ACTIVITY: Whatever appears in the data below, copy it exactly.

═══ RECORDS SUPPLIED ═══

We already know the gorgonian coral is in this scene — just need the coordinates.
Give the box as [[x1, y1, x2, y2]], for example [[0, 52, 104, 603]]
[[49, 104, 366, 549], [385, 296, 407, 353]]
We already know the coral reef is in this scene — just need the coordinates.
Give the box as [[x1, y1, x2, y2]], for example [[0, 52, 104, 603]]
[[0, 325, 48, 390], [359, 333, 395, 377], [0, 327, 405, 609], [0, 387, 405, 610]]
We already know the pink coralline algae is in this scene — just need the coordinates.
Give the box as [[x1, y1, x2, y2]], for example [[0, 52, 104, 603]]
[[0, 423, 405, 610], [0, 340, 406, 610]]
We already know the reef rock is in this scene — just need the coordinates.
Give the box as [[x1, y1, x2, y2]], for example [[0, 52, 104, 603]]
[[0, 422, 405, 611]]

═══

ANSWER SECTION:
We already know the gorgonian coral is in this scene — just need the coordinates.
Give the box as [[x1, y1, x2, y2]], for example [[0, 52, 104, 603]]
[[49, 104, 366, 549], [385, 296, 407, 353]]
We already know the coral reef is in this scene — just need the coordinates.
Give the box as [[x1, y1, x2, y2]], for example [[0, 52, 104, 603]]
[[0, 325, 48, 390], [359, 333, 395, 377], [0, 327, 405, 609], [0, 387, 405, 610]]
We already know the pink coralline algae is in this scene — just need the coordinates.
Give the box as [[x1, y1, x2, y2]], for example [[0, 52, 104, 603]]
[[0, 423, 405, 610], [0, 340, 406, 610]]
We already know the reef rock is in this scene — just need the coordinates.
Give the box as [[x1, y1, x2, y2]], for example [[0, 52, 104, 603]]
[[0, 422, 405, 611]]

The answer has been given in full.